> **What you will do**: Locate the line that contains "query | grey plumage" in the entries below. Retype it and all following lines through the final one, character for character.

> **Record extracts**:
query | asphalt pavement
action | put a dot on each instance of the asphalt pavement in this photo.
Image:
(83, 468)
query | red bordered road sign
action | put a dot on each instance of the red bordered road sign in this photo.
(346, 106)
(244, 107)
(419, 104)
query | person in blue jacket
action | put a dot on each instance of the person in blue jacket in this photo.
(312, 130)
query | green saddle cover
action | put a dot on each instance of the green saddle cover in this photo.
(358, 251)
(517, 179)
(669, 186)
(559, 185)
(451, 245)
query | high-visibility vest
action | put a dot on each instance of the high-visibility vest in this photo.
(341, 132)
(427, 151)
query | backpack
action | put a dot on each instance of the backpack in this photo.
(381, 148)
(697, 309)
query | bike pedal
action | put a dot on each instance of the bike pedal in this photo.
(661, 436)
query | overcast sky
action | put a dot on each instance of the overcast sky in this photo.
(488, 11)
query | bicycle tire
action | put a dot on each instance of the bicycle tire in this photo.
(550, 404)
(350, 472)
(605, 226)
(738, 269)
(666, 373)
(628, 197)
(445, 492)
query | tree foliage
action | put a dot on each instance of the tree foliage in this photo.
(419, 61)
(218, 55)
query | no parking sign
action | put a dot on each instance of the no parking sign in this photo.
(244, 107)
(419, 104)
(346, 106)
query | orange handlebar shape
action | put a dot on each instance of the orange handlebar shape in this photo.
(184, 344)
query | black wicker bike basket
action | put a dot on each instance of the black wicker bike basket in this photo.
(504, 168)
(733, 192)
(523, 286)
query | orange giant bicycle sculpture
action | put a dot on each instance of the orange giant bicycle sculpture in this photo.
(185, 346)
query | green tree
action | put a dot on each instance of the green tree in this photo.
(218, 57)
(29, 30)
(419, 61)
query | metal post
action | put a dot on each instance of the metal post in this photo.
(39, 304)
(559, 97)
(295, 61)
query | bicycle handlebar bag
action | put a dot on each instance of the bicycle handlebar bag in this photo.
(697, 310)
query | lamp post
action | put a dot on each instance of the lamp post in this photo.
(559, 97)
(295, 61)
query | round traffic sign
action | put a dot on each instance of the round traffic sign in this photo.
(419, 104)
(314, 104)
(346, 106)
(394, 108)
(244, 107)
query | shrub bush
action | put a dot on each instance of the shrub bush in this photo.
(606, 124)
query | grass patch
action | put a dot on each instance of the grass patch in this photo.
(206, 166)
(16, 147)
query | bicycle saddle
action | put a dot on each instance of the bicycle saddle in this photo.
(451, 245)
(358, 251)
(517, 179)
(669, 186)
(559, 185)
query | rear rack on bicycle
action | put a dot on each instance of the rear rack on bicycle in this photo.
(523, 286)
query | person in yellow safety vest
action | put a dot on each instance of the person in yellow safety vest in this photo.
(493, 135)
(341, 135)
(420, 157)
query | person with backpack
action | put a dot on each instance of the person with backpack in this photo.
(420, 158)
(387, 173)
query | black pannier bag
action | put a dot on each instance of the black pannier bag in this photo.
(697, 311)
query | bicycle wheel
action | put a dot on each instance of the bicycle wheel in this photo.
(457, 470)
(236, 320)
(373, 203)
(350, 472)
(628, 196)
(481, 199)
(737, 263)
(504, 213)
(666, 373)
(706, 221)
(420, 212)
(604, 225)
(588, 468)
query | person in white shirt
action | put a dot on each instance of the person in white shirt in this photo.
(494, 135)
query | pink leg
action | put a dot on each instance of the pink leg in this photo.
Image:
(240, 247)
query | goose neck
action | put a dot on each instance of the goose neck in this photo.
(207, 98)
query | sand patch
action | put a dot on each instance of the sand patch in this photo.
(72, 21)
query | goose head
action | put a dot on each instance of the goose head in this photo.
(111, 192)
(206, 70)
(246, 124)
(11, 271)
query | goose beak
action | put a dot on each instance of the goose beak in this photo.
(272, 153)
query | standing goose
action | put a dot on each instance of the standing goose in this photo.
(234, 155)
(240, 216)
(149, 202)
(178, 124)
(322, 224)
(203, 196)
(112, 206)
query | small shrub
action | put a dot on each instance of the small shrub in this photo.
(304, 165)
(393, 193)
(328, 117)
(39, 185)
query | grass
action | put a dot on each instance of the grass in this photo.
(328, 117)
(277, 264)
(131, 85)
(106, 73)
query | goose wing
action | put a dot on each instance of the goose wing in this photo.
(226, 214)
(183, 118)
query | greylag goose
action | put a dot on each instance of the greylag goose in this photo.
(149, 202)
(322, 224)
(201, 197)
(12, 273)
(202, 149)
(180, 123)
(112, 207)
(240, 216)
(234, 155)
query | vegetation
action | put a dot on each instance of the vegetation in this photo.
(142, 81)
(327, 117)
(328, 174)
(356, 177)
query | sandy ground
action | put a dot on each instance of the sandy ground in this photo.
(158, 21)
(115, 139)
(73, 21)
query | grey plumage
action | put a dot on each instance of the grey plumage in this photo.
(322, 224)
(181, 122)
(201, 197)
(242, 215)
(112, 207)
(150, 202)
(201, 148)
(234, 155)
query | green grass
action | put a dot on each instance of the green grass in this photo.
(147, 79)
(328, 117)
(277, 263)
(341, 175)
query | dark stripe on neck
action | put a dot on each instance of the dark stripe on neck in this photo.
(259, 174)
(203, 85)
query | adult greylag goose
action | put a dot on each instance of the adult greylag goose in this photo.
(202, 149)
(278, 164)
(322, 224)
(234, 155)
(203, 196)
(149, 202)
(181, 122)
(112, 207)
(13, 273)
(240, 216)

> **Solution below**:
query | grey plumage
action | put a dot on each instance of the grey plumage in this photo.
(322, 224)
(181, 122)
(201, 197)
(242, 215)
(112, 207)
(150, 202)
(201, 148)
(234, 155)
query | green grass
action | put a dot on each instance of the green grass in this photo.
(147, 79)
(328, 117)
(277, 263)
(341, 175)
query | dark stripe on neck
action | put a dot on each instance of the dark stripe on neck in this photo.
(259, 174)
(203, 85)
query | adult greylag goose
action | put a dot on each instance of the adult greylag goose in this photo.
(202, 149)
(278, 164)
(322, 224)
(234, 155)
(203, 196)
(149, 202)
(181, 122)
(112, 207)
(13, 273)
(240, 216)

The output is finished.